GIVEN TEXT:
Supreme Court, Albany County
Jun 1, 1933
148 Misc. 757 (N.Y. Sup. Ct. 1933)

Opinion

June, 1933.

Christmann, McKeon Hess, for the plaintiffs.

Edward J. O'Connor, amicus curiae. Nelson Ruttenberg, for the defendants.

Alvah W. Burlingame, amicus curiae.


This action is one for injunction and plaintiffs apply for an order restraining the defendants during its pendency from enforcing the provisions of rules established by the defendant board relating to the manner of publication of notice required to be published by licensees under the Alcoholic Beverage Control Law (Laws of 1933, chap. 180).

Subdivision 5 of section 79 of this law provides: "It shall be the duty of every person procuring a license under this chapter or a renewal thereof to publish a notice, in a form to be prescribed by the state board, to the effect that such license has been issued and stating the name of the licensee and the location of the premises licensed, once a week for two successive weeks in a daily or weekly newspaper printed and published in the county in which such premises are located; provided, however, that in the counties of New York, Kings, Bronx and Queens such notice shall be published in two such newspapers."

Coordinate labeling data:
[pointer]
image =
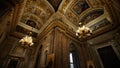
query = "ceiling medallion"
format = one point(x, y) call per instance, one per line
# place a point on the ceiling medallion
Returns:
point(83, 31)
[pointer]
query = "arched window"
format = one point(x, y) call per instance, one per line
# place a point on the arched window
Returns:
point(38, 57)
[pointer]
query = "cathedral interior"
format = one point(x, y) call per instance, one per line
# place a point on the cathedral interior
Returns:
point(52, 25)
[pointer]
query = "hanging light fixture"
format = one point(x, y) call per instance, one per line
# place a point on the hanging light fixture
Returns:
point(27, 40)
point(83, 31)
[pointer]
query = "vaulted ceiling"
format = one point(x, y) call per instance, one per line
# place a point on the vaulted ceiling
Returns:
point(36, 13)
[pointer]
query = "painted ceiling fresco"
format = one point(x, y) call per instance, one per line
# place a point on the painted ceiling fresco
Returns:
point(80, 6)
point(55, 3)
point(91, 16)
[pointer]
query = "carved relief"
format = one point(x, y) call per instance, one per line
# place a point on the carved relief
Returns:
point(73, 18)
point(80, 6)
point(100, 24)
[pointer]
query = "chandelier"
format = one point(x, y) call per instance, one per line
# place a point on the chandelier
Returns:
point(83, 31)
point(27, 40)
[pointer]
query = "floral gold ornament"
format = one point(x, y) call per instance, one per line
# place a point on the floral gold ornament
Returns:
point(83, 31)
point(27, 40)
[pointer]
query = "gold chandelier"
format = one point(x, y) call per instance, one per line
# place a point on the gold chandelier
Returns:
point(83, 31)
point(27, 40)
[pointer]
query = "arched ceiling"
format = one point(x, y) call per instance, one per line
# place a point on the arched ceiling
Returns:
point(75, 11)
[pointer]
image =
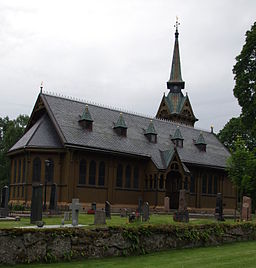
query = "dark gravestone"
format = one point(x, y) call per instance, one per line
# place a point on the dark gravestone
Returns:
point(219, 208)
point(145, 212)
point(140, 203)
point(108, 210)
point(4, 210)
point(36, 203)
point(93, 206)
point(182, 214)
point(53, 198)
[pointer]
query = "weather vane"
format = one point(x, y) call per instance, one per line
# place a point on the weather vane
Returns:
point(177, 23)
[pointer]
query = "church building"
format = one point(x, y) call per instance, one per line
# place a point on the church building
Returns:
point(99, 154)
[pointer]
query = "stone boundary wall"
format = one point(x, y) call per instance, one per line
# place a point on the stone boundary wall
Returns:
point(49, 245)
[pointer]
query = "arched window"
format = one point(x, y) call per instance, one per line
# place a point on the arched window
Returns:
point(82, 172)
point(101, 180)
point(36, 170)
point(15, 171)
point(204, 184)
point(136, 178)
point(161, 182)
point(128, 177)
point(49, 170)
point(24, 170)
point(19, 171)
point(92, 172)
point(210, 184)
point(119, 176)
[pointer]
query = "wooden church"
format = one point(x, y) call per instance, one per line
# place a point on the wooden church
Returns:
point(99, 154)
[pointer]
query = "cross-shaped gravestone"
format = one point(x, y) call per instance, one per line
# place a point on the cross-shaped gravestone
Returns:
point(75, 206)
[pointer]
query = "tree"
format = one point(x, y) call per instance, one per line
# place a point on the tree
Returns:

TO BE DONE: Reproduce the court opinion word for word, starting with "Edward J. O'Connor, amicus" and going on through "1933, chap. 180).". Please work from the court opinion alone and leave the listing aside.

TASK RESPONSE:
Edward J. O'Connor, amicus curiae. Nelson Ruttenberg, for the defendants.

Alvah W. Burlingame, amicus curiae.


This action is one for injunction and plaintiffs apply for an order restraining the defendants during its pendency from enforcing the provisions of rules established by the defendant board relating to the manner of publication of notice required to be published by licensees under the Alcoholic Beverage Control Law (Laws of 1933, chap. 180).